Referring expression pointing data:
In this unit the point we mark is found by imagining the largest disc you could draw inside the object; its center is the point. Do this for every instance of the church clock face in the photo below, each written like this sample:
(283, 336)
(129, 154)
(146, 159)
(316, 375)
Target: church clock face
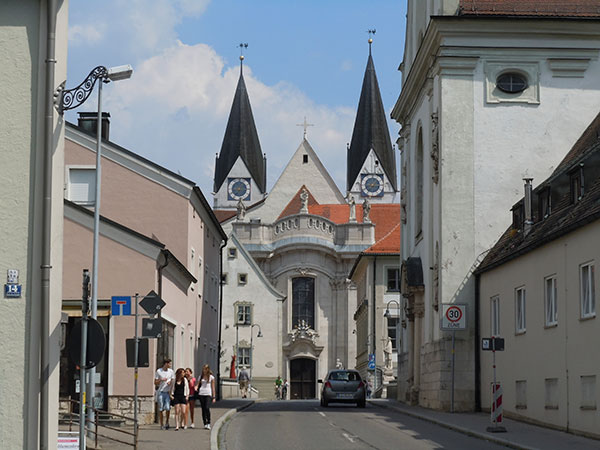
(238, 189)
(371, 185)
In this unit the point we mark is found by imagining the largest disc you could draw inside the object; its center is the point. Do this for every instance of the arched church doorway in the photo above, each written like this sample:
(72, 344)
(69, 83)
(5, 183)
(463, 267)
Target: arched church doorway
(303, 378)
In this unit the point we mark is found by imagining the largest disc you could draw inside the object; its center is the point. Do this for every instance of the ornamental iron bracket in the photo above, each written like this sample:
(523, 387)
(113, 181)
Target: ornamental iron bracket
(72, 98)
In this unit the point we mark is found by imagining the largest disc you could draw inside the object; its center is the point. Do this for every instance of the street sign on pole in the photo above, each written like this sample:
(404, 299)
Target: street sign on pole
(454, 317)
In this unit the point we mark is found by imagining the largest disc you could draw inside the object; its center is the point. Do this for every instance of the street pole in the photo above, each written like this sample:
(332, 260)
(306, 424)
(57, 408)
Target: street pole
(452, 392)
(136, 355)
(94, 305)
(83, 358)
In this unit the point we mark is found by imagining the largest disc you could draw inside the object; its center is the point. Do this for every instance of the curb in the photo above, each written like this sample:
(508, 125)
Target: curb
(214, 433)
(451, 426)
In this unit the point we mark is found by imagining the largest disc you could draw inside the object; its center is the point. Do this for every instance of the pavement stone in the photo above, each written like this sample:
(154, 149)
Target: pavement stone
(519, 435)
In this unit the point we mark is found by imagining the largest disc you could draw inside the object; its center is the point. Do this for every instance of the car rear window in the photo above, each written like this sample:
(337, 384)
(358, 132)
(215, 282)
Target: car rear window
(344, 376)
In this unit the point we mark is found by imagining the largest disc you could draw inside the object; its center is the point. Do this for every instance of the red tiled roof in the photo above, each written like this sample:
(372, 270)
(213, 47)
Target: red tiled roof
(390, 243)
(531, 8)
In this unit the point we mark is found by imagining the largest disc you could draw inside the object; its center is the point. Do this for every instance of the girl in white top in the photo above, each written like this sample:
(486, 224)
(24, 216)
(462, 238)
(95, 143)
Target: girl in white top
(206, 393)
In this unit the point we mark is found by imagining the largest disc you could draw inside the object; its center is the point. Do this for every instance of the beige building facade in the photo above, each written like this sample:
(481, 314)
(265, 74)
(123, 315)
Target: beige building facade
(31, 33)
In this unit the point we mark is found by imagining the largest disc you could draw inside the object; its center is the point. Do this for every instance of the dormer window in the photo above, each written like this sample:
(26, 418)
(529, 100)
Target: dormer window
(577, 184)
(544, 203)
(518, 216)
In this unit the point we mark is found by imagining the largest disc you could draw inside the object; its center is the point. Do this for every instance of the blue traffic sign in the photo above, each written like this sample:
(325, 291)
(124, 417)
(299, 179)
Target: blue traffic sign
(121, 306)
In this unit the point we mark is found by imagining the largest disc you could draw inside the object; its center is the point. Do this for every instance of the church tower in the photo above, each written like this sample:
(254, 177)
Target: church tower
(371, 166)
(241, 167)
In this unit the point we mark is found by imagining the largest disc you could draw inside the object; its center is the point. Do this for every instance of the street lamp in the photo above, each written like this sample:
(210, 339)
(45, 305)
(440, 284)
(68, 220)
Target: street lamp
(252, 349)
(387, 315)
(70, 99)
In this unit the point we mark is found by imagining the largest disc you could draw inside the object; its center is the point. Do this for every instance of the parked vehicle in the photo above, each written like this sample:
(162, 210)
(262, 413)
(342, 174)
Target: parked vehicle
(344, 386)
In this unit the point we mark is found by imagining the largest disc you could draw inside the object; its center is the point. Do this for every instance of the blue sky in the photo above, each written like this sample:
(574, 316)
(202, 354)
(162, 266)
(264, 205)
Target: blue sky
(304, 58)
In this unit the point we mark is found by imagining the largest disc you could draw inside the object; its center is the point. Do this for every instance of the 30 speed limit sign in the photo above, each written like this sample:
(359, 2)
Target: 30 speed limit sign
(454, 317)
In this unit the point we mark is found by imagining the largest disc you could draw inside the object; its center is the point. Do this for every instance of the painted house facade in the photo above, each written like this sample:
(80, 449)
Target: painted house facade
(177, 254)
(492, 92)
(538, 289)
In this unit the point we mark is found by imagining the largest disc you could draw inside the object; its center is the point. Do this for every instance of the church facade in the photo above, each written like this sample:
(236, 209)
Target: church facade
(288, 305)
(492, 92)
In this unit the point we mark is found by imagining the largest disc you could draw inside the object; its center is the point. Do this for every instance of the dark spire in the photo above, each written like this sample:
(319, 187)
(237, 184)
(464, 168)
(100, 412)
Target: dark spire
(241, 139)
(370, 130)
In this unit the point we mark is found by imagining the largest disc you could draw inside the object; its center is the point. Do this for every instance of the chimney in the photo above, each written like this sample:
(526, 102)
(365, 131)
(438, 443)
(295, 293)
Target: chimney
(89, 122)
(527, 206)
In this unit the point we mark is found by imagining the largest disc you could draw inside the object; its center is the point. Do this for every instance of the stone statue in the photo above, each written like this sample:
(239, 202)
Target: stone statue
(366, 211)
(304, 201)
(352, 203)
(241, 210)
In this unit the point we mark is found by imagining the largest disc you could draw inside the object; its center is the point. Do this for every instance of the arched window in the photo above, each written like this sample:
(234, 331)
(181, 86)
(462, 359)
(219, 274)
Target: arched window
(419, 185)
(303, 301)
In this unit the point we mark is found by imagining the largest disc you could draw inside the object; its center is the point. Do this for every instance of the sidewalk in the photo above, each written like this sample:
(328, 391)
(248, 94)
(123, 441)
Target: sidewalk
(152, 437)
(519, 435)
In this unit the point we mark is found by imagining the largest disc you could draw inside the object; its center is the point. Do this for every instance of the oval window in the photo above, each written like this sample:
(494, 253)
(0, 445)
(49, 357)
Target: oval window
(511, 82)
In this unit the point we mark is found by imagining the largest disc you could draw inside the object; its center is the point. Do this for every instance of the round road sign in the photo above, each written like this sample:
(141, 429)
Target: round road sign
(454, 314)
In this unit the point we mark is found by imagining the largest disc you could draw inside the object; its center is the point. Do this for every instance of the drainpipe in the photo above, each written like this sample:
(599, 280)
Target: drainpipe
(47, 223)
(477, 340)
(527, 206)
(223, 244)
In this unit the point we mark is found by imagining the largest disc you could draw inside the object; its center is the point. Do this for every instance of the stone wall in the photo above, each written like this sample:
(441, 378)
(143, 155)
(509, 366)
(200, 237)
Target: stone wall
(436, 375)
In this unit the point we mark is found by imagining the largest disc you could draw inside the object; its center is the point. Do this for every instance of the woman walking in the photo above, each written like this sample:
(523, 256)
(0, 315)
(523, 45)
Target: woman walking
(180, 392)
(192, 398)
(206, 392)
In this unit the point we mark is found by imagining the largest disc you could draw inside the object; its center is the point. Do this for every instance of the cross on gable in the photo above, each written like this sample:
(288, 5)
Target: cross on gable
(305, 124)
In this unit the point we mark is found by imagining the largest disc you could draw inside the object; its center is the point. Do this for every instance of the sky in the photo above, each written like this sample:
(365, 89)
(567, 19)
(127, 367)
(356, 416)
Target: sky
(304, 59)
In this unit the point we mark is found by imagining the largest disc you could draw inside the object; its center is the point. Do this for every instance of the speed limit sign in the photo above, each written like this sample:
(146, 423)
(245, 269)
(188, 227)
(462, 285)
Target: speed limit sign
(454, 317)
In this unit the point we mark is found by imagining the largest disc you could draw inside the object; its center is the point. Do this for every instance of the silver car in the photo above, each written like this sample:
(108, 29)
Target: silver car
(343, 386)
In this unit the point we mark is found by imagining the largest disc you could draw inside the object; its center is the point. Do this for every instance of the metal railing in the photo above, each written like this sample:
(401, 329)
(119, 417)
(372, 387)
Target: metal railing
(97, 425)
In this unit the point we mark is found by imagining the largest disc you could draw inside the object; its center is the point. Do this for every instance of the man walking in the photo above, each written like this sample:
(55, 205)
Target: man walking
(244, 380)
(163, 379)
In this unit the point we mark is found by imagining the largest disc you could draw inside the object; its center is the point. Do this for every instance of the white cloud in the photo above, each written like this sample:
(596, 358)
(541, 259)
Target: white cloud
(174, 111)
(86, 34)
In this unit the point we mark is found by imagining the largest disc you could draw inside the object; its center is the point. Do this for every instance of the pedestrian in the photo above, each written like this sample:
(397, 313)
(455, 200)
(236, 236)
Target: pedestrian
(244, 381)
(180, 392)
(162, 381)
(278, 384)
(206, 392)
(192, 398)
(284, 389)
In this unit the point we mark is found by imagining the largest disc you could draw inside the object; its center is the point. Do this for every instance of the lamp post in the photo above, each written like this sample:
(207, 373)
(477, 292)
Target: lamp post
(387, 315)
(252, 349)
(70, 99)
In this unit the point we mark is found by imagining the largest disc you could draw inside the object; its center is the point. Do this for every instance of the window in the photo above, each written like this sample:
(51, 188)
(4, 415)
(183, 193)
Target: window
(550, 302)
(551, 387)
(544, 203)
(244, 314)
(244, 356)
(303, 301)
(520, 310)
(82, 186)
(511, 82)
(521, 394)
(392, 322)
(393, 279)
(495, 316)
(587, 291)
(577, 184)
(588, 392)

- Description of the task: Retype only this portion of the data above: the line containing "Target: ornamental iron bracket", the line containing "the street sign", and all lines between them, exactly.

- Written solution:
Target: ornamental iron bracket
(72, 98)
In this unit the point we mark is found by imagining the largest disc you could draw inside the object; its center is the point. Do this for every instance of the street sign on pole in the photo above, each written like this sample:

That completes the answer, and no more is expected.